Start Extracted text

Peregrine falcon fledglings named


The Fifth-Grade classes at Edison Environmental Science Academy learned about raptors including Peregrine falcons with their teachers, Erika Zavasky and Linda Spicketts-Lass this past year.  They incorporated the Kalamazoo falcons webcam as part of their learning.  Ron Foor, Community President of Fifth Third Bank and Gail Walter, Peregrine Coordinator gave a presentation about Peregrine falcons towards the end of the school year and gave the students a homework assignment.  The assignment was to help name the young Peregrines and we now have two unique and fun names for our youngsters. 

Male (Black 63/Blue R) has been named Sharib (pronounced ShaWAHdub), which is the Arabic word for mustache.  Both male and female Peregrines have feather patterns on their heads that look like a hood and mustache.  The Fifth-Grade class included several Arabic speaking students who are new to the community and the class had fun learning a few Arabic works, as their classmates learned new English words.  Mustache is one of the first words they exchanged and as much as I am sure there is a delightful story to go with that, I don’t know what it is!  Peregrine falcons are found on every continent except Antarctica, so students from the Middle East are familiar with falcons and falconry as part of their culture.  The name choice reflects the Kalamazoo spirit of resiliency, cultural diversity, and acceptance of people and non-human species that have undergone challenges.

End Extracted text
Start Data entries

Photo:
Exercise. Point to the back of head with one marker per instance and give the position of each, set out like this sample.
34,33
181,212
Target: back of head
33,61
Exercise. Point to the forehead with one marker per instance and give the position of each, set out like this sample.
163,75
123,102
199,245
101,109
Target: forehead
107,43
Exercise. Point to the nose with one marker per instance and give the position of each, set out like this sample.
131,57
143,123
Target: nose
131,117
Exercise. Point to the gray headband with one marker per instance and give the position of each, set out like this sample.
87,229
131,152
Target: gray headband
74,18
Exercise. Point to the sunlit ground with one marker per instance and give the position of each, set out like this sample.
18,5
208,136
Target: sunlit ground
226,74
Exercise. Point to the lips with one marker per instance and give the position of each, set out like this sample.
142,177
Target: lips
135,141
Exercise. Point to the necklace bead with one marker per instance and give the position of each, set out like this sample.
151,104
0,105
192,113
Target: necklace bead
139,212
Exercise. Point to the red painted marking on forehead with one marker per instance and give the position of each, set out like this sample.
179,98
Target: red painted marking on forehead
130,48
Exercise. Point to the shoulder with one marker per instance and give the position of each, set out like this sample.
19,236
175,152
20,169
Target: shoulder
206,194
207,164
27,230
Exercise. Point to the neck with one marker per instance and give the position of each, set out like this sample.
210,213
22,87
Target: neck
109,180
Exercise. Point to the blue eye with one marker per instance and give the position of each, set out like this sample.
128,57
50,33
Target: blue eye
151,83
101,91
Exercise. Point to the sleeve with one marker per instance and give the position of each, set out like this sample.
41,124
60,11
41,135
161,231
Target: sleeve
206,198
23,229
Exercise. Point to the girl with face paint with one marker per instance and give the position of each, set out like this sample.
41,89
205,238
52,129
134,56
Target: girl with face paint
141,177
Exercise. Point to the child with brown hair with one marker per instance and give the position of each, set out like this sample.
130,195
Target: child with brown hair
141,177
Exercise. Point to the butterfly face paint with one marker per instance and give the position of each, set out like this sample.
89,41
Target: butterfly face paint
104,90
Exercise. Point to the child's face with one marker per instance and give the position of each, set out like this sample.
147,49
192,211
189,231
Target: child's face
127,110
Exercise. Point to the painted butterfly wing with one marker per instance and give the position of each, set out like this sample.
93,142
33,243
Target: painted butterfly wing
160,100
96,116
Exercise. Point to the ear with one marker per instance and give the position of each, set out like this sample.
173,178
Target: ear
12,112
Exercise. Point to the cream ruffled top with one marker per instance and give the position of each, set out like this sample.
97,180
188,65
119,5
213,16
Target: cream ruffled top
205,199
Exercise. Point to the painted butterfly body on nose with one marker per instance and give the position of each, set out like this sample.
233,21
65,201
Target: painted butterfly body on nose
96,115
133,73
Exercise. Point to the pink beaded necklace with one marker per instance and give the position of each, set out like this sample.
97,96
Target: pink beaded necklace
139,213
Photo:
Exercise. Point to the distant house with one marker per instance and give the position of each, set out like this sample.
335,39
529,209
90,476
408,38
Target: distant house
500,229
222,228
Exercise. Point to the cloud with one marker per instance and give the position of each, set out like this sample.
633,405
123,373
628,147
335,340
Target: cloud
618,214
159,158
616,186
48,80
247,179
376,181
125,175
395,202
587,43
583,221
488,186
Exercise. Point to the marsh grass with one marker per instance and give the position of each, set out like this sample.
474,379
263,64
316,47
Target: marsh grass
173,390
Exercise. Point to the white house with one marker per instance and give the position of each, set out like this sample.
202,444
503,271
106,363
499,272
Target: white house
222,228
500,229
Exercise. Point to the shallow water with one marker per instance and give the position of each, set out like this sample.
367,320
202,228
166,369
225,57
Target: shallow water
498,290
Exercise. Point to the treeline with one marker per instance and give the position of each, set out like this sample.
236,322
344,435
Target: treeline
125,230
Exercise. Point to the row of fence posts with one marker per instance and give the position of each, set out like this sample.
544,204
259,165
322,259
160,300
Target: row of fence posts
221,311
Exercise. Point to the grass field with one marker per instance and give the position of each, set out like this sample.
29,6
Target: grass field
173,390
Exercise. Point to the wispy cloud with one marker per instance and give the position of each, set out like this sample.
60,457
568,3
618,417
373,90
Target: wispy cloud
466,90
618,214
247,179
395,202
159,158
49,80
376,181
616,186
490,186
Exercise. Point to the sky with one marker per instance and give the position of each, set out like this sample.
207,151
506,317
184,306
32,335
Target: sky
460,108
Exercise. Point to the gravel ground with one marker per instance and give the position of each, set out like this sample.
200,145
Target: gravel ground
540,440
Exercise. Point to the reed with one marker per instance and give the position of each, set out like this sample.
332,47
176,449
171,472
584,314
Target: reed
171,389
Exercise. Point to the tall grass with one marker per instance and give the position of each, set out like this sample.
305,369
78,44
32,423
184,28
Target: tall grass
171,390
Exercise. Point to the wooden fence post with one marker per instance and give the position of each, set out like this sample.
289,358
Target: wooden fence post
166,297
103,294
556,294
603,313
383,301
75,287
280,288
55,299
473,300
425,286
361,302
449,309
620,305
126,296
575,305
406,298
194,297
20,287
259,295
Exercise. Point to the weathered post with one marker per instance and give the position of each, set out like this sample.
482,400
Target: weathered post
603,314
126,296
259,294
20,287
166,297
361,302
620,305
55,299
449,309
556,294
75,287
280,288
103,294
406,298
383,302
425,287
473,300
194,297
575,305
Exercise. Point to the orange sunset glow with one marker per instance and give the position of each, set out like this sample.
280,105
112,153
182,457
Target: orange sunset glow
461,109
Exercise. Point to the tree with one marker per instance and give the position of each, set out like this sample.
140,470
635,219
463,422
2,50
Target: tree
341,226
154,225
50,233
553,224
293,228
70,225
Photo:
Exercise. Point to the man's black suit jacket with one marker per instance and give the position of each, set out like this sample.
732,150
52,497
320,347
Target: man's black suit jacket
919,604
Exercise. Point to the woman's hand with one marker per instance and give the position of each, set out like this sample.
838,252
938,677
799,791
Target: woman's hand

End Data entries

• Required task A: In the falcon article, what does the Arabic word chosen for the male's name mean?
• Required task B: Please gather every line of the records that contains the word "sleeve".

• Task solution A: It means mustache.

• Task solution B:
Exercise. Point to the sleeve with one marker per instance and give the position of each, set out like this sample.
Target: sleeve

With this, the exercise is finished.